Repeat the full article about Jan Hall's Estelle Klein Award word for word.

* **Extract**
☆ ☆ ☆ ☆
Home Feature Why Jan Hall’s Estelle Klein Award feels like a come-back of sorts

Why Jan Hall’s Estelle Klein Award feels like a come-back of sorts


Jan Hall spent the first six weeks of this summer in a very dark place.

The chronic fatigue syndrome she has battled for the past 12 years had flared up yet again, this time forcing her to cancel MCing gigs at the Hillside and Home County Festivals, the former a cherished part of her summer.

“That was actually my bottom after 11 years,” she said.

But in August, things started looking up.

Partly it was the new doctors and the new autoimmune protocol diet she started that’s helped relieve many of her symptoms, giving her more energy than she’s had in years.

And then there was the email informing her that she’s the recipient of this year’s Estelle Klein Award from Folk Music Ontario – essentially a lifetime achievement award for those in the province’s folk scene.

“When you’re struggling with those sort of things, it really turns you around,” said the longtime host of Folk Roots Radio, the syndicated folk program she launched around a decade ago at CFRU in Guelph.

“It was amazing to find out. I just look at the people who’ve been given the award. It’s a tremendous honour.”

Jan with Duane Forrest.

For Jan, who will receive the award during this weekend’s FMO conference, it has served to affirm her success at rebuilding her life after it all came crashing down around the time of the diagnosis, she said.

Unlike many past recipients of the Estelle Klein Award, Jan is not a lifelong folkie, despite having grown up in England in the era of Steeleye Span and Martin Carthy. Driven by a desire to work in a helping profession and inspired by the work of British author and veterinarian James Herriott, whose books spawned the TV series All Creatures Great and Small, she decided to become a vet.

The journey to folk music and radio was somewhat more circuitous.

Jan studied veterinary medicine in Edinburgh, Scotland and stayed in the area after graduation. She very quickly inherited a practice after its previous owner died, but after seven years in general practice, she decided she wanted to do more. So in 1990, at the age of 30, she moved to Champaign, IL to pursue a residency in veterinary dermatology.
☆ ☆ ☆ ☆
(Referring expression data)
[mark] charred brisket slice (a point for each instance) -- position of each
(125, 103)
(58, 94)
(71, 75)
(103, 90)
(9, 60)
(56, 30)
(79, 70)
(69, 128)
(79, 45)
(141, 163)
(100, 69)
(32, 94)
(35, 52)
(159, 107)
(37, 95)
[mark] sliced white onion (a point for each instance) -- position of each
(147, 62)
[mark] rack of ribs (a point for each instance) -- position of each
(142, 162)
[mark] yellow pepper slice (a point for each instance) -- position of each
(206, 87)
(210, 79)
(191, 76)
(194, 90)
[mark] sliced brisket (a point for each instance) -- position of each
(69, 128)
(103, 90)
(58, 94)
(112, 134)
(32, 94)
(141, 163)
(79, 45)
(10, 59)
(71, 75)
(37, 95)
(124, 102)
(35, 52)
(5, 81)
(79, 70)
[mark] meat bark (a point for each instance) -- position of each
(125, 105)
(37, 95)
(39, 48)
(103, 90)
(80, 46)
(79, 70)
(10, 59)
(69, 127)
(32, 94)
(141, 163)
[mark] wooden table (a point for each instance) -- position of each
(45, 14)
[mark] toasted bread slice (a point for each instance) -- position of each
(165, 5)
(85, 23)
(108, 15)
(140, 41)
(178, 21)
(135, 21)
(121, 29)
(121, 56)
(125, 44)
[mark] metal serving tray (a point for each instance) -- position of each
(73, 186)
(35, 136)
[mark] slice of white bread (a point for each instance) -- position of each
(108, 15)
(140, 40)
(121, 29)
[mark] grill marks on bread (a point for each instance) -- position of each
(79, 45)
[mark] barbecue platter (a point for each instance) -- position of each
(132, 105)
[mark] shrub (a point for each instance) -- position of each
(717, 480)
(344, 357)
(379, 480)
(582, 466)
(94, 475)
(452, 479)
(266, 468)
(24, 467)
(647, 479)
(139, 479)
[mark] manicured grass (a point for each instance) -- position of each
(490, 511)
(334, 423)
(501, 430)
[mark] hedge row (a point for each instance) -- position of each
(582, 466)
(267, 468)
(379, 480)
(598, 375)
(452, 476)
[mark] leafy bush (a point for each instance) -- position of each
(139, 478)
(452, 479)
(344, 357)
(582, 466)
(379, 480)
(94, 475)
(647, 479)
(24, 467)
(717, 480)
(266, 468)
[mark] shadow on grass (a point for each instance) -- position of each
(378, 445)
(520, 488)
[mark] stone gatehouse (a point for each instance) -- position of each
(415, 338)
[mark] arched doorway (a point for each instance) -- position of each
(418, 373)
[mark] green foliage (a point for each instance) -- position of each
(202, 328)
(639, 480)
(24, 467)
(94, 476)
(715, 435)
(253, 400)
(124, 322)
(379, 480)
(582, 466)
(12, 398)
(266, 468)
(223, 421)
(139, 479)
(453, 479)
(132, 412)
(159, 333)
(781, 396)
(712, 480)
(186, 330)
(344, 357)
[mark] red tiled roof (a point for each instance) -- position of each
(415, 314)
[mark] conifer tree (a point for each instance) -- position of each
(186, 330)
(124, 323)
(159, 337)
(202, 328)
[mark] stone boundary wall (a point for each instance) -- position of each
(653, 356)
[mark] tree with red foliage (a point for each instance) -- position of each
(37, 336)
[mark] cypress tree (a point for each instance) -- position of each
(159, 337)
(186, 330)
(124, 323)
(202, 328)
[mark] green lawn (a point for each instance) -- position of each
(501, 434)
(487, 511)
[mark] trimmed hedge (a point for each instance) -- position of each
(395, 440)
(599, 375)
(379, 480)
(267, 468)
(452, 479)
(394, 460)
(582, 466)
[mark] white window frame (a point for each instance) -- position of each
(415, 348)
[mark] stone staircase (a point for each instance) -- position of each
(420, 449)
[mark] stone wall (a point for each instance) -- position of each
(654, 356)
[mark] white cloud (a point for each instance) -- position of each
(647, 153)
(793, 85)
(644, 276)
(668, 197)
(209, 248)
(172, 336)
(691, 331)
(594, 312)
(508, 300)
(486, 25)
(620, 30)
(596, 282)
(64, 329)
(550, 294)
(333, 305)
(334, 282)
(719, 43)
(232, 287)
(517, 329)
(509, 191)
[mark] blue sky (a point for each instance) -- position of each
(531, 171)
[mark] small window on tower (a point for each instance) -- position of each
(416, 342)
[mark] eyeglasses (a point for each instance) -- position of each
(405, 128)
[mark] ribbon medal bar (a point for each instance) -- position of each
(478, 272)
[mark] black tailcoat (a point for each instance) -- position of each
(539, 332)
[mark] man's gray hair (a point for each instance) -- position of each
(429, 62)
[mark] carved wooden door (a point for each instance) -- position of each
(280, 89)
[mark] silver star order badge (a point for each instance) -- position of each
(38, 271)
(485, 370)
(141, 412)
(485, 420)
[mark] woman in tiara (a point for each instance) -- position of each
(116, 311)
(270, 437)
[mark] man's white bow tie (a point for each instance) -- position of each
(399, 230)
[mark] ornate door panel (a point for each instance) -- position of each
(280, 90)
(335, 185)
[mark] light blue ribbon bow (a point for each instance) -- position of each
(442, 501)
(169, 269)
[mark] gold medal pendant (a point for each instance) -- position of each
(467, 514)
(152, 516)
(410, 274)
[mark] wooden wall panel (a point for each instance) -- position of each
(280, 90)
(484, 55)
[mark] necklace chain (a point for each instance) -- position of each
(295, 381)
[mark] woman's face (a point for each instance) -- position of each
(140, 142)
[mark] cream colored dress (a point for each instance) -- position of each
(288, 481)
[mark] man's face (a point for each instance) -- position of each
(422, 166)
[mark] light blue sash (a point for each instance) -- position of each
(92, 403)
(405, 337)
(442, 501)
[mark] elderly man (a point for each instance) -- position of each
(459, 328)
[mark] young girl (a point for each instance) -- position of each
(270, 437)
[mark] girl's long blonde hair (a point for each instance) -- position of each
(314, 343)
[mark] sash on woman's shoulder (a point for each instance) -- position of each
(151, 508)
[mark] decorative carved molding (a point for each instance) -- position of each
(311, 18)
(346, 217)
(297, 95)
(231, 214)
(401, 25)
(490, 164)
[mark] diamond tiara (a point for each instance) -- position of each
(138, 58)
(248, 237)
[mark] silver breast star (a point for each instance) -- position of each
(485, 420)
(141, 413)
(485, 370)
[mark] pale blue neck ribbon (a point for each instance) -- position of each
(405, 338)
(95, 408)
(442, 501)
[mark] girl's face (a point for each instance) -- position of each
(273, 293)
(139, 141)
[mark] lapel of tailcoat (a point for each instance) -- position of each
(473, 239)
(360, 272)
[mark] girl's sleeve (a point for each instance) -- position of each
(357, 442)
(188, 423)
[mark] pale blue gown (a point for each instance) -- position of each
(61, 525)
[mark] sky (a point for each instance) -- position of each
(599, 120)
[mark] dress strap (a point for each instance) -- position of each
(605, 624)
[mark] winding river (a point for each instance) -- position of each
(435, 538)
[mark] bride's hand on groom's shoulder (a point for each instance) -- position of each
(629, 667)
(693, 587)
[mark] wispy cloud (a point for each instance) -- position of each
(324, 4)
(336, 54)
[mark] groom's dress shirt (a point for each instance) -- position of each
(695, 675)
☆ ☆ ☆ ☆
* **Exercise response**
Home Feature Why Jan Hall’s Estelle Klein Award feels like a come-back of sorts

Why Jan Hall’s Estelle Klein Award feels like a come-back of sorts


Jan Hall spent the first six weeks of this summer in a very dark place.

The chronic fatigue syndrome she has battled for the past 12 years had flared up yet again, this time forcing her to cancel MCing gigs at the Hillside and Home County Festivals, the former a cherished part of her summer.

“That was actually my bottom after 11 years,” she said.

But in August, things started looking up.

Partly it was the new doctors and the new autoimmune protocol diet she started that’s helped relieve many of her symptoms, giving her more energy than she’s had in years.

And then there was the email informing her that she’s the recipient of this year’s Estelle Klein Award from Folk Music Ontario – essentially a lifetime achievement award for those in the province’s folk scene.

“When you’re struggling with those sort of things, it really turns you around,” said the longtime host of Folk Roots Radio, the syndicated folk program she launched around a decade ago at CFRU in Guelph.

“It was amazing to find out. I just look at the people who’ve been given the award. It’s a tremendous honour.”

Jan with Duane Forrest.

For Jan, who will receive the award during this weekend’s FMO conference, it has served to affirm her success at rebuilding her life after it all came crashing down around the time of the diagnosis, she said.

Unlike many past recipients of the Estelle Klein Award, Jan is not a lifelong folkie, despite having grown up in England in the era of Steeleye Span and Martin Carthy. Driven by a desire to work in a helping profession and inspired by the work of British author and veterinarian James Herriott, whose books spawned the TV series All Creatures Great and Small, she decided to become a vet.

The journey to folk music and radio was somewhat more circuitous.

Jan studied veterinary medicine in Edinburgh, Scotland and stayed in the area after graduation. She very quickly inherited a practice after its previous owner died, but after seven years in general practice, she decided she wanted to do more. So in 1990, at the age of 30, she moved to Champaign, IL to pursue a residency in veterinary dermatology.